- **QUESTIONS TO ANSWER**:
**A.** In the essay on career attitude, who describes our obsession with the image of "taking the bull by the horns"?
**B.** Pick up the essay on career attitude from its final line and keep writing it.

- **TEXT FOR ANALYSIS**:
========================================================================
There’s a fundamental element that seems to have gotten lost in the relentless pursuit of designations, certifications, grade point averages and degrees. It has nothing to do with the school you graduated from, your photographic memory, ability to pick winning stocks or even superhuman networking capabilities. But my intent is not to discount the former — an education is very important and there’s no doubt anyone would get exceptionally far with even one of those aforementioned traits. I’m referring to something far more subtle, yet it speaks louder than any words on a resume. It’s not where you’d like to go or where you’ve been; it’s in communicating where your feet are standing at this very moment.

Seeking bigger opportunities and striving for promotions come with many advantages. In obsessively doing so, we run the risk of becoming disconnected and subconsciously appear to communicate entitlement. We’re unhappy at our current jobs because they are only temporary; unworthy of our decorated potential. We graduate from top universities ready to take on the world, then complain that we’ve been forced into mediocre jobs. We justify why that dream job slipped through our overqualified fingers. Extraordinary careers are there for the taking by extraordinary employees, not binge overachievers. Extraordinary employees sit up at any table, whether it’s the one they’re serving at a local diner or the one in the boardroom they’re leading a presentation at.

Huge breaks pop out of the periphery for those who are ready to receive them. I don’t believe it’s coincidence, nor do I believe its all a game of numbers. We’re drawn to those who put their whole heart into their work, whether its serving coffee or running a billion dollar corporation. (I wonder how many CEO’s get their coffee from Starbucks every morning.)

Spiritual author and international lecturer Marianne Williamson humorously and elegantly describes our obsession with the image of “taking the bull by the horns.” It’s a suicide mission. We can’t force a bull into submission that way, much like we shouldn't try to force a career by doing the same thing. Consider riding it, or letting it guide you. A career is about having something to give and about finding our ethics - in contributing something to the world. If we don’t own those ethics, we’re sending mixed signals to all potential future employers. There is always something to give and something to gain by bringing our best game to every job, no matter how big or how small.

Consider the following:

Working hard vs. working smart.
========================================================================
- **SOURCE MATERIAL**:
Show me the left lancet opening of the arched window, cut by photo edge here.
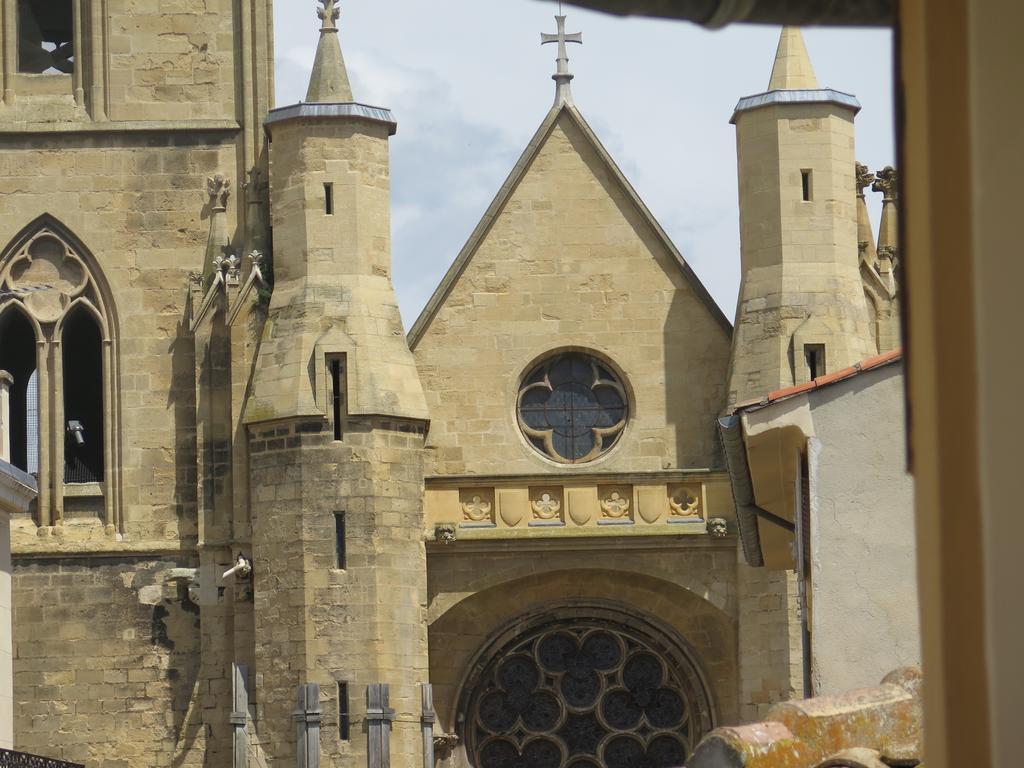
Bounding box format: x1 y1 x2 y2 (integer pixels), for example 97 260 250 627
========================================================================
- **ANSWER SET**:
**A.** Spiritual author and international lecturer Marianne Williamson.

**B.**
Appropriately, this lesson comes from my economics professor. It has far less to do with hours spent, but the depth and excellence of the work itself. Is your time investment into a task of economic value to the result you’d like to achieve? After hours spent at the computer, we lose productivity. I liken it to the image of milk pouring into an overflowing glass. Nothing more is getting in. As my professor says, “go have a drink with friends." We work more productively on a full tank.

Are you truly listening?

We drive our careers forward with the relentless determination of a secret agent who has focused in on a target after receiving instructions to recover a stolen nuclear weapon. Nothing can stand in our way of the end goal. But, what valuable information are we missing by assuming we know best? At any given moment, we interpret information as evidence that confirms our existing beliefs; the confirmation bias. Why? Because we don’t have to think as hard. Ego may have a little to do with it too.

Success comes as a bi-product, not as an end goal unto itself.

We attract our dream life partner not by seeking them directly, but by becoming who extraordinary people are attracted to. Why should our careers be any different? The type of growth we crave doesn’t come from working the longest hours, inflating our own importance, or even years of patience. It comes from truly committing ourselves to, then outgrowing, a current role because more is brought than is required.

As human beings, we share an instinct to not want to work with bad tools, especially when the stakes are high. The reasons are understandable. We succumb to the temptation of waiting for the stars to align, so that we have the perfect conditions to shine, personally and professionally. We are seduced by the virtues of promotions and recognition; we can’t imagine that we may have missed an opportunity to create something remarkable by failing to recognize the value of the position we hold right now.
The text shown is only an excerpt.